• [ASSIGNED TASK]:
Reproduce the entries below exactly, but only from the line containing "Expected: a marker on each instance of the window" to the line containing "Expected: a marker on each instance of the bollard, one", inclusive.

• [ENTRIES SHOWN]:
▼

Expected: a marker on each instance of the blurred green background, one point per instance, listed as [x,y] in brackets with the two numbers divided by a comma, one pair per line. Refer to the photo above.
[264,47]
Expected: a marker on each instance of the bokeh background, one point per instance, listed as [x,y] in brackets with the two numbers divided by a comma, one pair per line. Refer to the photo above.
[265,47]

▲
▼

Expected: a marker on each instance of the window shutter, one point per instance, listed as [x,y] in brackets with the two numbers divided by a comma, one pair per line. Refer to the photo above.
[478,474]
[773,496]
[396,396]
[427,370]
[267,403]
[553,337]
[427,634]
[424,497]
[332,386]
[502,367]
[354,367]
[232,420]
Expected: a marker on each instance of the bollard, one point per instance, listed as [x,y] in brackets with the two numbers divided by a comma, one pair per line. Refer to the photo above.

▲

• [ANSWER BOX]:
Expected: a marker on each instance of the window shutter, one point per instance, listed as [x,y] in brackets with the two numbers divided by a comma, one pair per line. Refer to the photo above.
[478,474]
[773,496]
[396,396]
[427,370]
[267,403]
[553,337]
[427,634]
[424,497]
[332,386]
[502,367]
[354,367]
[232,420]
Expected: a marker on each instance of the bollard, one point per instance, listed as [x,y] in brackets with the two numbers divided by a comma, one pair per line. Refer to the photo above.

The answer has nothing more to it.